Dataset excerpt
------------------------------------------------

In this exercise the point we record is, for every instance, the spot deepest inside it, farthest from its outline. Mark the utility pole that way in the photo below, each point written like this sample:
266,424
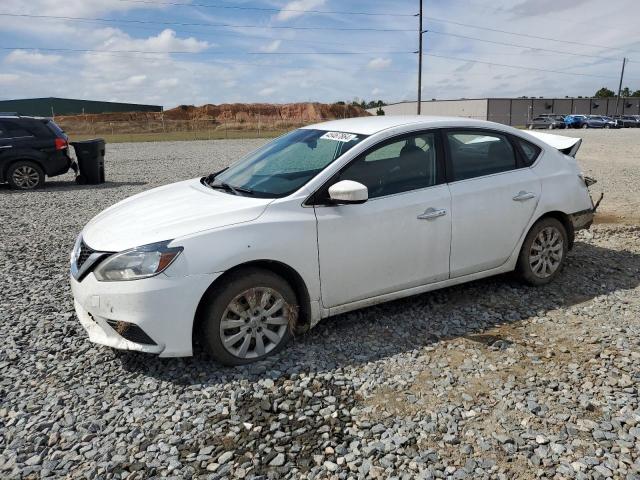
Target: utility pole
420,60
624,61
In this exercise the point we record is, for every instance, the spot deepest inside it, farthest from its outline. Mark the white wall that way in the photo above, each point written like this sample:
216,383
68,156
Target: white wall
449,108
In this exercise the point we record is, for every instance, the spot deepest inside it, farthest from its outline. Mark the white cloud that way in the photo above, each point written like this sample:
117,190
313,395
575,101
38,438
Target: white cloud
271,47
265,92
167,83
7,78
31,58
136,80
297,8
379,63
165,41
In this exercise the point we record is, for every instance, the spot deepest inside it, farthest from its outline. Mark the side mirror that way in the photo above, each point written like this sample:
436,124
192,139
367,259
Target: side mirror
347,192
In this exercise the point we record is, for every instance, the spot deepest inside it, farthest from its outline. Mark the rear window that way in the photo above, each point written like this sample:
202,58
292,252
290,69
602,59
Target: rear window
56,129
529,150
13,129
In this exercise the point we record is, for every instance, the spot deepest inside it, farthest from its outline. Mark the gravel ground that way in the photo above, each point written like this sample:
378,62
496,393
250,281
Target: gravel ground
486,380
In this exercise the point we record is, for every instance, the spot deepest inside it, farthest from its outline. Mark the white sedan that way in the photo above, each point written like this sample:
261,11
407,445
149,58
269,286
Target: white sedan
323,220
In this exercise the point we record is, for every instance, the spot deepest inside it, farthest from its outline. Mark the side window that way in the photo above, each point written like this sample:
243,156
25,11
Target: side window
397,166
476,154
529,150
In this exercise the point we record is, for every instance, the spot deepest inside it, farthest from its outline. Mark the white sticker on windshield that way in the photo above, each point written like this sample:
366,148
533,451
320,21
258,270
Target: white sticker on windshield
339,136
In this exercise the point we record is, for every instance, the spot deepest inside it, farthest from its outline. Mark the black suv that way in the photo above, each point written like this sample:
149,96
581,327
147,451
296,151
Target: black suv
30,148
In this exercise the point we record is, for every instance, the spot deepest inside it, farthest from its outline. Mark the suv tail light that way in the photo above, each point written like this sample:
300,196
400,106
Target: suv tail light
61,143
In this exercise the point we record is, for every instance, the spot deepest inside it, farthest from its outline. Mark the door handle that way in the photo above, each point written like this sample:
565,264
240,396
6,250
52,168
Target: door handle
522,196
431,213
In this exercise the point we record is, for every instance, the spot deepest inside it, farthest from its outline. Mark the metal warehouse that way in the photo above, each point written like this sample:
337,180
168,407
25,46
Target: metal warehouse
515,111
52,106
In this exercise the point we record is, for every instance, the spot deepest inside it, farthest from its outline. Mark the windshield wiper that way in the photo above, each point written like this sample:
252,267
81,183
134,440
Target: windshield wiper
230,188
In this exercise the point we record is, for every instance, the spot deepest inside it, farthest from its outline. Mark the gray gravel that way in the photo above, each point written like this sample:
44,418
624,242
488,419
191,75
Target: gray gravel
486,380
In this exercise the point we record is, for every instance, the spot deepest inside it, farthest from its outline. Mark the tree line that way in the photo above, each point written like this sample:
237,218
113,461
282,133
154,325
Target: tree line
605,92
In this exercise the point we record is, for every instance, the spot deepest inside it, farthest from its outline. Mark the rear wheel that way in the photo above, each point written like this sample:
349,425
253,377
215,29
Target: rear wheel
249,318
543,252
25,175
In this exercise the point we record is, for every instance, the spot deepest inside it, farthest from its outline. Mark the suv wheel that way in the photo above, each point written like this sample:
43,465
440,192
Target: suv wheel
543,252
25,175
249,318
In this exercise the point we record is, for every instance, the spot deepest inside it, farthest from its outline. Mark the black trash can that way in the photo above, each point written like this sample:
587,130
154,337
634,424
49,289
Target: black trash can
90,155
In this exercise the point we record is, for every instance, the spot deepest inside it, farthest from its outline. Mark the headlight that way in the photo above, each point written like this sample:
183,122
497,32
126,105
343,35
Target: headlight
75,253
137,263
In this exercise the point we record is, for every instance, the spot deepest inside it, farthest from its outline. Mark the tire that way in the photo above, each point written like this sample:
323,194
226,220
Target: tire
25,175
548,237
225,317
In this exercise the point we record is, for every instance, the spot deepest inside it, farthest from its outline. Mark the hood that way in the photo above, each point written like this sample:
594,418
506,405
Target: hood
166,213
567,145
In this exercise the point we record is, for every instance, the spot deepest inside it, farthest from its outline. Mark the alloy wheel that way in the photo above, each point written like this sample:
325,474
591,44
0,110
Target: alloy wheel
26,177
545,254
254,322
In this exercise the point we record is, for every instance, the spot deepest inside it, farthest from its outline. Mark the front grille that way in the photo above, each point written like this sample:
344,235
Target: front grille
131,332
85,253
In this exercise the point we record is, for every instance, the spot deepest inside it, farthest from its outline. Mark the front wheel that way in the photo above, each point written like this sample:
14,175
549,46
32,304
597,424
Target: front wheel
25,175
543,252
249,318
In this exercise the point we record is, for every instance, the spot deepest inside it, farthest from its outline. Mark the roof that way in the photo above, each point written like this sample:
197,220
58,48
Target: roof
375,124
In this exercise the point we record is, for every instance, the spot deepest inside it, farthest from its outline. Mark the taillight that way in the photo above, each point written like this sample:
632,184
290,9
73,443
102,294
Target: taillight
61,143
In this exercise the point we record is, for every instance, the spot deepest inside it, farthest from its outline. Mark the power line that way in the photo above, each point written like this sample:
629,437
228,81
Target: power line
270,9
192,24
435,55
520,34
186,52
521,67
521,46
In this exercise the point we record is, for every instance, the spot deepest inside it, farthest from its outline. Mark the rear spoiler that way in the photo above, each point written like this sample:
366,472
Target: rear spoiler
567,145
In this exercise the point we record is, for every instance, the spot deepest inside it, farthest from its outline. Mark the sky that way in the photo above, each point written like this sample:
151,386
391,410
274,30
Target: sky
173,52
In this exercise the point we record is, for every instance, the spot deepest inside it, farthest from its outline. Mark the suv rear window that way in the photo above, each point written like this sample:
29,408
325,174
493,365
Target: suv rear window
13,129
529,150
56,129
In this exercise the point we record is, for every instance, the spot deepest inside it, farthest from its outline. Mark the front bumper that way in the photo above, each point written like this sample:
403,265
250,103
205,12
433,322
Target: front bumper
163,307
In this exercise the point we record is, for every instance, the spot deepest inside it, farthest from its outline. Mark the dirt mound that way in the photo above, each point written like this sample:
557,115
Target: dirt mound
232,113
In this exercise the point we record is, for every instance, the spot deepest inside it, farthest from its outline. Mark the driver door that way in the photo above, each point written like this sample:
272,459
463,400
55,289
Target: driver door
400,237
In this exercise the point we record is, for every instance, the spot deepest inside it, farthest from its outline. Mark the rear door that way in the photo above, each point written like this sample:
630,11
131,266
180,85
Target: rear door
5,145
400,237
493,197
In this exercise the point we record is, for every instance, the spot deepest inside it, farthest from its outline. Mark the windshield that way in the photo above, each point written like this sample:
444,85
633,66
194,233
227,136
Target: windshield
284,165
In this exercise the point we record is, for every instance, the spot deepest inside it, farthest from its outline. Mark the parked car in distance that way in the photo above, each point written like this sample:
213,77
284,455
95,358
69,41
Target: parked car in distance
326,219
575,121
547,121
599,121
626,121
30,149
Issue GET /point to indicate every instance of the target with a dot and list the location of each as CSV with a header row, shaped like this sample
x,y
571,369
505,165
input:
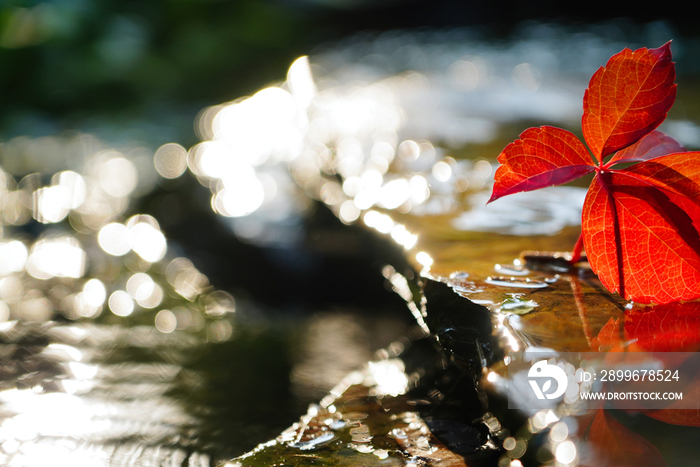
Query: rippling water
x,y
116,349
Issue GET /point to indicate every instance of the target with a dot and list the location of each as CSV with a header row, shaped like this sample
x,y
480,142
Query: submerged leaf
x,y
619,446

------------------------------------------------

What you will do
The lines to be extracted begin at the line containing "Mark the dirt" and continue through the final line of the material above, both ends included. Reproduce them exactly, without the pictures.

Correct response
In this exercise the point we record is, for every instance, the spot deepest inside it, farthest from its outline. Mark the dirt mound that way in the photo above, each point written like this sample:
557,115
Target: dirt mound
232,113
In this exercise the point we record is, for every instance, the spot deepest inside it, farthest from its outline. Mark the driver door that way in the photo above, each point written like this sample:
272,459
463,400
55,289
Target: driver door
400,237
In this exercise the point we record is, for every instance, the spot deepest inside it, farthest from its outline. Mark the rear door that way in the photo above, each point written like this sample:
630,11
131,266
180,85
Target: rear door
5,145
400,237
493,197
In this exercise the point we record is, for every instance, the spot deepest inside it, farthest from its outline. Mark the windshield that way in the photo above, each point written like this sample:
444,85
633,66
194,233
227,136
Target: windshield
284,165
In this exercise the point we record is, for every instance, the spot deepest inside it, farthest from its outline. Mark the parked car in distance that way in the photo above, each point written like this sample:
213,77
284,455
95,358
69,41
Target: parked car in distance
326,219
575,121
547,121
599,121
626,121
30,149
Issue GET /point to indicate every instance of the target with a dot and list the location of each as CSV with a header row, shaped like this sample
x,y
571,369
505,165
input:
Query: rippling water
x,y
116,349
Issue GET /point to indicate every instance of the target with a dot and list the location of each as CSV with a header row, shaped like this sample
x,y
480,142
Query: submerged leaf
x,y
619,446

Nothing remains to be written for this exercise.